Text shown =
## BEGIN

# PSE Polaris Express String and Cable question...



## WGMitch (Feb 15, 2005)

I need to make a string and cable set for an older PSE bow. It is a Polaris Express.

The bottom limb has these markings, but I'm not sure what it means:

Cable Tune #2830
String I.D. 3250

Can anyone tell me what this means or tell me the string and cable length of this bow?

Thanks!


----------



## WGMitch (Feb 15, 2005)

*ttt*

ttt


----------



## WGMitch (Feb 15, 2005)

*PSE website...*

It wasn't easy, but I think I found what I was looking for on the PSE website.


----------



## fab1979 (Jul 17, 2012)

*Polaris express*



WGMitch said:


> It wasn't easy, but I think I found what I was looking for on the PSE website.


I bought a polaris express same cable tune and string id. I need a string but not a lot of info on string lengths online do you remember were or what length you bought for it.
Thanks for any help you can give me.


----------



## Low_E (Sep 15, 2003)

fab1979 said:


> I bought a polaris express same cable tune and string id. I need a string but not a lot of info on string lengths online do you remember were or what length you bought for it.
> Thanks for any help you can give me.


same here.
Need to build new cables and strings for a PSE Polaris. Does anybody knows the lengths of string and cables?


----------

## END

Data provided =
## BEGIN

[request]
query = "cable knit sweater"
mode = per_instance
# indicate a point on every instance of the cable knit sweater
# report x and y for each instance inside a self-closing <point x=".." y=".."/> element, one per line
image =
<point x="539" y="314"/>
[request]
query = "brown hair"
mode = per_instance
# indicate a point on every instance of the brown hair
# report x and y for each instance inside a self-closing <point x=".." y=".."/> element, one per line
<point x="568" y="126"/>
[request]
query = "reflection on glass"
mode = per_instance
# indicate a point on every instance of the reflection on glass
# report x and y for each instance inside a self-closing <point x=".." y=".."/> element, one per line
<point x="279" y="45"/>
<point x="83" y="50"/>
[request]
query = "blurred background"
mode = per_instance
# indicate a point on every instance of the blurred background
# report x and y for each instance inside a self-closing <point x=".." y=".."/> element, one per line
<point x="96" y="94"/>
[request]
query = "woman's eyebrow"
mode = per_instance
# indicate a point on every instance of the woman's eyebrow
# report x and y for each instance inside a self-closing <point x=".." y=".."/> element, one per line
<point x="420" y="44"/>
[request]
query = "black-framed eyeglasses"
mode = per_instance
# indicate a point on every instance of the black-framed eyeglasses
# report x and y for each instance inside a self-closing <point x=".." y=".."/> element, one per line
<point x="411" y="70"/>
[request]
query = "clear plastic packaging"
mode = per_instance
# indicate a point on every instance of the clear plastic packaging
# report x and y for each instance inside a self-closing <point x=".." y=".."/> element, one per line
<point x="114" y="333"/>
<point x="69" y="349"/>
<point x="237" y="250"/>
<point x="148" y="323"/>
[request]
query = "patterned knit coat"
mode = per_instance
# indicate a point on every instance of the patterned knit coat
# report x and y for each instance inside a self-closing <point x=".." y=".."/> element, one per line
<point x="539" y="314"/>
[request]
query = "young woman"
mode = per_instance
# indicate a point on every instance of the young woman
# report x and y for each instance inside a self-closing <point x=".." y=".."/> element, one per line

## END

Problem to work on = From the forum thread about the PSE Polaris Express above, copy word for word the passage between "I need to make" and "of this bow?", inclusive.

Worked answer =
I need to make a string and cable set for an older PSE bow. It is a Polaris Express.

The bottom limb has these markings, but I'm not sure what it means:

Cable Tune #2830
String I.D. 3250

Can anyone tell me what this means or tell me the string and cable length of this bow?